World and Nation

US advises states to expand Medicaid or risk losing funds

WASHINGTON — The Obama administration is putting pressure on states to expand Medicaid, telling them they may lose federal money if they delay.

But at the same time, federal health officials have also told states that if they choose to expand Medicaid, they are free to reverse the decision at any time.

The officials have set forth their position in letters to state officials — the first definitive guidance since the Supreme Court ruled in June that the expansion of Medicaid was an option, not a requirement, for states.

The expansion of Medicaid is a major part of President Barack Obama’s health care law, originally expected to account for half of the 32 million people who were to gain coverage. Congress required states to expand Medicaid to cover people under the age of 65 with income less than or equal to 133 percent of the federal poverty level (up to $25,390 for a family of three).

Chief Justice John G. Roberts Jr. said Congress had put “a gun to the head” of states by requiring them to expand Medicaid or risk losing all federal money for their existing Medicaid programs.

“States,” he said, “must have a genuine choice.”

Citing that decision, Cindy Mann, the federal official in charge of Medicaid, said, “A state may choose whether and when to expand, and if a state covers the expansion group, it may decide later to drop the coverage.”

Since the creation of Medicaid in 1965, the federal government and the states have shared the costs. The federal share now averages 57 percent.

Records from a data source:
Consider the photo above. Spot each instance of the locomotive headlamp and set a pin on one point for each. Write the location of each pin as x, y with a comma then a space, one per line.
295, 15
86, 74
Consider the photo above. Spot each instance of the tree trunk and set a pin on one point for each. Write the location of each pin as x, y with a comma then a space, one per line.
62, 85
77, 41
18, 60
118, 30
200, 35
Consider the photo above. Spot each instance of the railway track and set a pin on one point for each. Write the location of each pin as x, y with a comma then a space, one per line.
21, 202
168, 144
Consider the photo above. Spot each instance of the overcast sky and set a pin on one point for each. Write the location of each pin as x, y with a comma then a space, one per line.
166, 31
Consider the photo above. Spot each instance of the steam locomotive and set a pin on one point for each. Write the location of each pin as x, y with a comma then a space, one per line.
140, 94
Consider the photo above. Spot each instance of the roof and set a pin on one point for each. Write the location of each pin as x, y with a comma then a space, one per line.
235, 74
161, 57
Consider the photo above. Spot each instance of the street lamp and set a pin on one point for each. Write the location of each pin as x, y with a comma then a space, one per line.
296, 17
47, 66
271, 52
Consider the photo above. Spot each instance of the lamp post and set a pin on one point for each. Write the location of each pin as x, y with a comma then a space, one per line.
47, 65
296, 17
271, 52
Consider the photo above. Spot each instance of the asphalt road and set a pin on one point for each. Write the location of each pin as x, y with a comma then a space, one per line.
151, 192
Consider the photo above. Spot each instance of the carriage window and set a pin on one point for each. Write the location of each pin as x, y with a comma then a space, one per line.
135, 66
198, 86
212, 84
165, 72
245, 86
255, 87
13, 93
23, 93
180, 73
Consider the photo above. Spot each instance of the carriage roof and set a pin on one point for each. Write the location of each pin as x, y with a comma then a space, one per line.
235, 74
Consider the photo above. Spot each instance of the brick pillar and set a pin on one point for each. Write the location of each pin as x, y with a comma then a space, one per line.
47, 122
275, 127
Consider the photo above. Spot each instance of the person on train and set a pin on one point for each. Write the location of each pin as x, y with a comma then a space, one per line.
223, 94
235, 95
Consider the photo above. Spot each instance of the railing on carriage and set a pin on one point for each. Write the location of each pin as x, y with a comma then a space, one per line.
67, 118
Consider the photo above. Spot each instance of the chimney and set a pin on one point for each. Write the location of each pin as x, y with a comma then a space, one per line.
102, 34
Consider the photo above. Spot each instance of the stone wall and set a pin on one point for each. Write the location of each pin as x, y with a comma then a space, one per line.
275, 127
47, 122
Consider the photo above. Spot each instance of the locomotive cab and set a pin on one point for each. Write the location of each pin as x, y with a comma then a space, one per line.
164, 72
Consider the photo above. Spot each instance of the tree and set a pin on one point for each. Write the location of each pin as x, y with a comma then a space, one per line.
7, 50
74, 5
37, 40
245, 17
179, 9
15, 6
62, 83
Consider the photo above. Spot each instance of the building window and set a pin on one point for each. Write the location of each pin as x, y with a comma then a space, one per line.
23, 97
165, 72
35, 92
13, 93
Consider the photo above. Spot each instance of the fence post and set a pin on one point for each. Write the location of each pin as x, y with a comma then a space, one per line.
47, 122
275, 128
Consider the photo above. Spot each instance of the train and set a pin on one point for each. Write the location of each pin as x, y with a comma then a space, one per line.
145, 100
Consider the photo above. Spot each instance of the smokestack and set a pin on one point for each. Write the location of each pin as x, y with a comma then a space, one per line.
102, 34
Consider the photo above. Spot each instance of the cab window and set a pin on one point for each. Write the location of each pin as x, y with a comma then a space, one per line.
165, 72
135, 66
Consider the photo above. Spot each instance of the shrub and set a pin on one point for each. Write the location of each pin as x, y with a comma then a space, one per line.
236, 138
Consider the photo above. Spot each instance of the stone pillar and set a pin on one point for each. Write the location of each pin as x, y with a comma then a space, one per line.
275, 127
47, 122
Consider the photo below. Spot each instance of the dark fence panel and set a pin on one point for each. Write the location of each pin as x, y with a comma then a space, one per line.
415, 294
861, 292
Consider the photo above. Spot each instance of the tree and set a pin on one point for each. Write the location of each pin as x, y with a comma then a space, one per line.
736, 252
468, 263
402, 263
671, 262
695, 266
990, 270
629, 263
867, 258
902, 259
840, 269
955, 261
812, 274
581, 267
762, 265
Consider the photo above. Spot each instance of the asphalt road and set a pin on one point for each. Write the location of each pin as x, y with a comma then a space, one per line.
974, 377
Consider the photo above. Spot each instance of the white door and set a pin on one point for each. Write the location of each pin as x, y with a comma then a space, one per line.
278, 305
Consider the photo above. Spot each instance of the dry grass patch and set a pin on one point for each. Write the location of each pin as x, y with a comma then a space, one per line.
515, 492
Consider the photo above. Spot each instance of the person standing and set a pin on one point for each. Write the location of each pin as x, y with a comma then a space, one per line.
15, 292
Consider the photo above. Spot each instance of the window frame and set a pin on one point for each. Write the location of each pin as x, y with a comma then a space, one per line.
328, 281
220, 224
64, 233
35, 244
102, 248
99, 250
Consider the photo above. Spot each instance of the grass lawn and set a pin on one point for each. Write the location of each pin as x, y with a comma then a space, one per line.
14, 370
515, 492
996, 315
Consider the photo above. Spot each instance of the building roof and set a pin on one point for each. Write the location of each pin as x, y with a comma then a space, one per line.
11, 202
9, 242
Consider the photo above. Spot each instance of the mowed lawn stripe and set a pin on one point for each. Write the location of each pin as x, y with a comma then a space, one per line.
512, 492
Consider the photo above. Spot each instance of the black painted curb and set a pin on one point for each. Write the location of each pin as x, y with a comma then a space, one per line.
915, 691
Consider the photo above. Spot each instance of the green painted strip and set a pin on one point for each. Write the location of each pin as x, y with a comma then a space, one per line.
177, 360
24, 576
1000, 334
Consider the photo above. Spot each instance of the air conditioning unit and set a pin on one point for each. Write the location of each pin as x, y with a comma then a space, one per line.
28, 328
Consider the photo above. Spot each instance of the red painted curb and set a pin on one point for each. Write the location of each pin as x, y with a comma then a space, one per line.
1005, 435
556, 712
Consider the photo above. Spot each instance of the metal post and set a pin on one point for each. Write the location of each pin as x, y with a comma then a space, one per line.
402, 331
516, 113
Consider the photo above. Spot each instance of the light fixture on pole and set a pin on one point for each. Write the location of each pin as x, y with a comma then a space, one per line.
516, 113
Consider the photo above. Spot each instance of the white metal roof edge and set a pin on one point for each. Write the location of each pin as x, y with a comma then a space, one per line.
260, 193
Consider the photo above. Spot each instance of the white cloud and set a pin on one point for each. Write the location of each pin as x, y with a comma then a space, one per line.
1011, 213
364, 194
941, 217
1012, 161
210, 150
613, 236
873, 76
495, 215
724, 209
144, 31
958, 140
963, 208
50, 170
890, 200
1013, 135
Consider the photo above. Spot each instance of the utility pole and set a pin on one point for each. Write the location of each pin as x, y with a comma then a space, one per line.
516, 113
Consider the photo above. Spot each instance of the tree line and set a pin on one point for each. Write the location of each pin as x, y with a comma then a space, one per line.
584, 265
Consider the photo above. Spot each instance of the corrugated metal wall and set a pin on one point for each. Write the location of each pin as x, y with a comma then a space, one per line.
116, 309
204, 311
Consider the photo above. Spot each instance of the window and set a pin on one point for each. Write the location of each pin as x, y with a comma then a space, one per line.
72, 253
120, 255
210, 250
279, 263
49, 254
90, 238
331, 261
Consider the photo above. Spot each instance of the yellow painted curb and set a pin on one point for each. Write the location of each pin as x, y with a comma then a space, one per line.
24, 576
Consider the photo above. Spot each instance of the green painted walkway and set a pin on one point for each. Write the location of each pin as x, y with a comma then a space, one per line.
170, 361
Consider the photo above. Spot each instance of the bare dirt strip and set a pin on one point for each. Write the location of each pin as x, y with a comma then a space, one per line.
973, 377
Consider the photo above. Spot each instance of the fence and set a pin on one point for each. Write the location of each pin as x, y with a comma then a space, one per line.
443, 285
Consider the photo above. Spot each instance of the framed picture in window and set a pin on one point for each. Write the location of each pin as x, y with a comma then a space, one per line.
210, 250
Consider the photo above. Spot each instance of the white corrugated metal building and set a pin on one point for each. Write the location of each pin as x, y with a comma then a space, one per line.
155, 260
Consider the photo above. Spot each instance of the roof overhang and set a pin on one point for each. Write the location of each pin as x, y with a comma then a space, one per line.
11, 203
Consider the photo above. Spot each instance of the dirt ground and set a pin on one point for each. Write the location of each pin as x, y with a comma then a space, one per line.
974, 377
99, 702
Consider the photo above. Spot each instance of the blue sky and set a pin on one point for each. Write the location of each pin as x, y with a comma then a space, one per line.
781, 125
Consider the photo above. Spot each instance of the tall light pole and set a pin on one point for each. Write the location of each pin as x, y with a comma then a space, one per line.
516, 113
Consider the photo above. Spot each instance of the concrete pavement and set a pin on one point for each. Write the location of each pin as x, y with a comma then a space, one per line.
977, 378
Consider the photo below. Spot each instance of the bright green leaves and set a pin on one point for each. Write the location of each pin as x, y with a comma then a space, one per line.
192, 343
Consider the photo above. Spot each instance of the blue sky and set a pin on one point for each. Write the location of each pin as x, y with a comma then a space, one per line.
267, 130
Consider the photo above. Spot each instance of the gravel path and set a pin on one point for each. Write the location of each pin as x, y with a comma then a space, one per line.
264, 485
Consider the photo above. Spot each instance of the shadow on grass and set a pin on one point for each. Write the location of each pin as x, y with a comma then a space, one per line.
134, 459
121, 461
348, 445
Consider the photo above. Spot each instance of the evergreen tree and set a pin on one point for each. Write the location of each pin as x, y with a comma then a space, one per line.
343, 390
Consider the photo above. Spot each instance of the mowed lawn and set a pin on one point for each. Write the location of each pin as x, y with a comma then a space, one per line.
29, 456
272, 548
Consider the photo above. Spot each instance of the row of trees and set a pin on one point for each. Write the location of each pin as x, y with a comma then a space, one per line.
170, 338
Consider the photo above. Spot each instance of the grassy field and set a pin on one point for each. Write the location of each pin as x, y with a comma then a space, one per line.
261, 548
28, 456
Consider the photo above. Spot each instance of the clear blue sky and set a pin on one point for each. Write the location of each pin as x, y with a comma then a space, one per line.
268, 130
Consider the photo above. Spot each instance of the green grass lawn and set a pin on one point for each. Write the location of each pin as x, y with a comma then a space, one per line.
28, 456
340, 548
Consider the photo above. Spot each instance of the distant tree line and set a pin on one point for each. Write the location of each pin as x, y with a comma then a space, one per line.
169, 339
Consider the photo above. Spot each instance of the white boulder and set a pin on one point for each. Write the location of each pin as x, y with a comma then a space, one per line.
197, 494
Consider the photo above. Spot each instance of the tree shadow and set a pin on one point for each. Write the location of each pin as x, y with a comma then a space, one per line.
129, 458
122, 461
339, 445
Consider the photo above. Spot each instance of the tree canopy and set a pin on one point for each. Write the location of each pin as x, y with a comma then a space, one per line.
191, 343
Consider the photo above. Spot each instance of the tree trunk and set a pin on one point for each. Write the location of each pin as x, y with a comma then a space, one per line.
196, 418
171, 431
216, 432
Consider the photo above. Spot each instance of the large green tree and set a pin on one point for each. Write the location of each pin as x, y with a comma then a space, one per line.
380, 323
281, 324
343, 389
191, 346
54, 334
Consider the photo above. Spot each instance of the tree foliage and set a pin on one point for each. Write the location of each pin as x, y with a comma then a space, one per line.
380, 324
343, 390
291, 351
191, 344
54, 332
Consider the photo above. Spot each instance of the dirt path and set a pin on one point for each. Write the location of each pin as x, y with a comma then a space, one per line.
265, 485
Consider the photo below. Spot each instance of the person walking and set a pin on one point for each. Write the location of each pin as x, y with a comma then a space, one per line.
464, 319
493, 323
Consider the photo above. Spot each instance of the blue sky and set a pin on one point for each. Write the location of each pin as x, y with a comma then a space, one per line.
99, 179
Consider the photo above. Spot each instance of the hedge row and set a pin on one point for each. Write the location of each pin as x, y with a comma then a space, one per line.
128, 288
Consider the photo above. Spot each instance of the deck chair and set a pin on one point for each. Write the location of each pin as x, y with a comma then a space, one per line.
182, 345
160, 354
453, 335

▶ EXPLORE THE MATERIAL
1/ Answer from the Medicaid article:
(a) What share of the 32 million people expected to gain coverage was the Medicaid expansion originally expected to account for?
(b) What position does Cindy Mann hold?
(c) What does the federal share of Medicaid costs now average?
2/ Carry on the Medicaid article from its final sentence.

▶ TASK-BY-TASK ANSWERS
1/
(a) Half
(b) She is the federal official in charge of Medicaid.
(c) 57 percent

2/
Mann said that while “there is no deadline” for expanding Medicaid, states would pay a price for delay.

Under the new law, she said, the federal government will pay the entire cost of Medicaid coverage for newly eligible beneficiaries for three years, from 2014 to 2016. The federal share will decline to 95 percent in 2017, 94 percent in 2018, 93 percent in 2019 and 90 percent in 2020 and later years.

The federal payment rates “are tied by law to the specific calendar years noted,” Mann said. So if a state defers the expansion of Medicaid to 2016, the federal government will pay 100 percent of the costs for only one year. After 2016, the federal share will drop to the levels specified by Congress, and states will be responsible for the remainder.

“I am hopeful that state leaders will take advantage of the opportunity provided to insure their poorest families with these unusually generous federal resources,” said Mann, a deputy administrator of the Centers for Medicare and Medicaid Services.